▶ **TAREFAS**
1 - Resuma em duas frases o texto sobre os retornados e a descolonialidade.
2 - Cite, sem mudar nada, o trecho do texto sobre os retornados e a descolonialidade que abre com as palavras que contêm "O futuro do" e fecha com "esplendor e riqueza.".

▶ **PÁGINA**
"""

Salienta-se que os retornados não se constituíram como uma força de reivindicação política ou como um movimento de afirmação de uma identidade distintiva e participaram, por vontade própria ou por resignação, num processo de ocultação, omitindo o seu percurso e a sua condição quer do espaço público, quer do espaço das suas sociabilidades quotidianas, apontando-se as razões da vergonha, pois Portugal refundava-se num ideário anticolonial e da perda (dos seus bens, da casa, da terra), assim como a sociedade portuguesa procurava esquecer o passado. Tudo resultou num silêncio, a chamada fractura colonial.
O rótulo de retornado como que conferiu à população descolonizada o peso de 500 anos de descobrimentos nas suas vertentes de esclavagismo e opressão e passou pela identificação dos seus sujeitos como colonialistas, racistas e fascistas. Apesar dum grupo social precarizado e frustrado pelo desleixo da política, não se verificou o apoio a movimentos políticos saudosistas do anterior regime, embora por intermédio de blogs e Facebook se notem mágoas e insultos aos políticos responsáveis pelo 25 de Abril.

Descolonialidade

Os processos de colonização europeus impuseram, pela destruição, exclusão, silenciamento e violência uma única geopolítica do conhecimento. A descolonização apenas significou a independência política formal dos estados colonizados.
O futuro do Ocidente de expansão planetária, de que Portugal fez parte desde o início, está estreitamente ligado ao mundo não-ocidental, a quem a modernidade europeia deve muito do seu esplendor e riqueza.
Os actuais fenómenos migratórios entre os, agora independentes, territórios coloniais e as suas metrópoles relacionam-se numa partilha e disputa de pós-memórias. Inscrevem-se neste tempo uma geração de artistas, intelectuais e activistas que se considera estarem “em trânsito” por uma transnacionalidade e uma consciência composta pela vivência na Europa e as suas origens coloniais, por vezes apenas familiares.
Ao recurso de narrar a História desde uma mitologia universalista, tanto a cultura como a política descolonial remexem actualmente pelo avesso da história combatendo os projetos de cristianização, colonização, civilização, modernização e desenvolvimento que configuraram as relações entre a Europa e suas colônias em termos de uma oposição nítida entre um Ocidente superior e seus outros inferiores
Através da mobilidade transcontinental e a difusão da informação e conhecimento pela internet, as identidades coletivas (re)constroem-se de formas inéditas através de uma articulação complexa de fontes de identificação ainda típicas, tais como a religião, territorialidade, raça, classe, etnicidade, género e nacionalidade, porém condicionadas por discursos universais de direitos humanos, leis internacionais, ecologia, feminismo, direitos culturais e outros meios de fazer respeitar as diferenças dentro da igualdade.

"""

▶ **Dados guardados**
"""

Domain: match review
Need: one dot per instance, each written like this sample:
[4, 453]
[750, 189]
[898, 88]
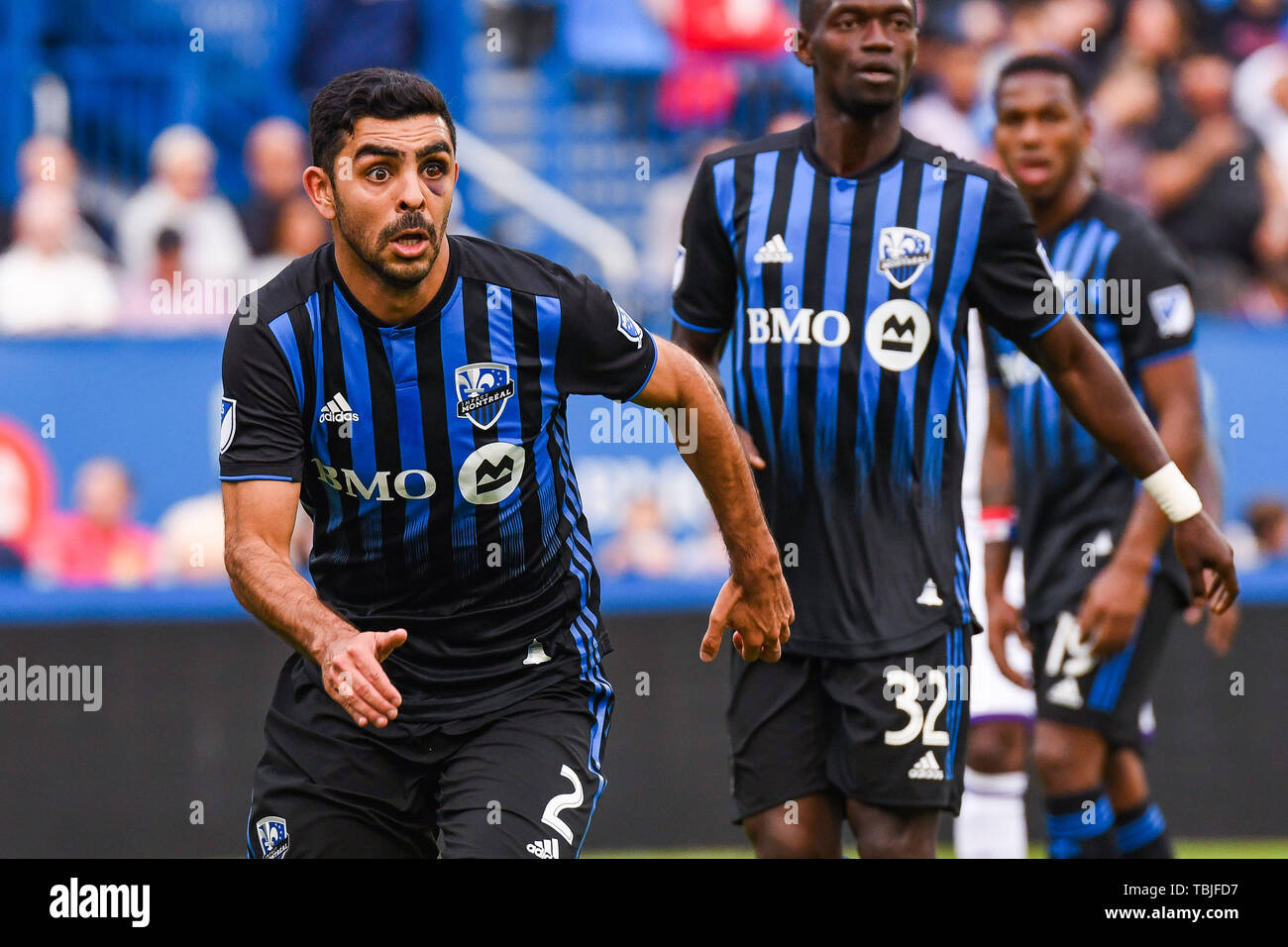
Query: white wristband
[1172, 492]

"""

▶ **RESPOSTAS**
1 - Os retornados não se afirmaram como força política nem como identidade própria e ocultaram o seu percurso, num silêncio chamado fractura colonial, embora não tenham apoiado movimentos saudosistas do regime anterior. A descolonização significou apenas a independência política formal, e hoje a cultura e a política descolonial combatem a visão de um Ocidente superior diante de outros inferiores, enquanto as identidades coletivas se reconstroem de formas inéditas.

2 -
O futuro do Ocidente de expansão planetária, de que Portugal fez parte desde o início, está estreitamente ligado ao mundo não-ocidental, a quem a modernidade europeia deve muito do seu esplendor e riqueza.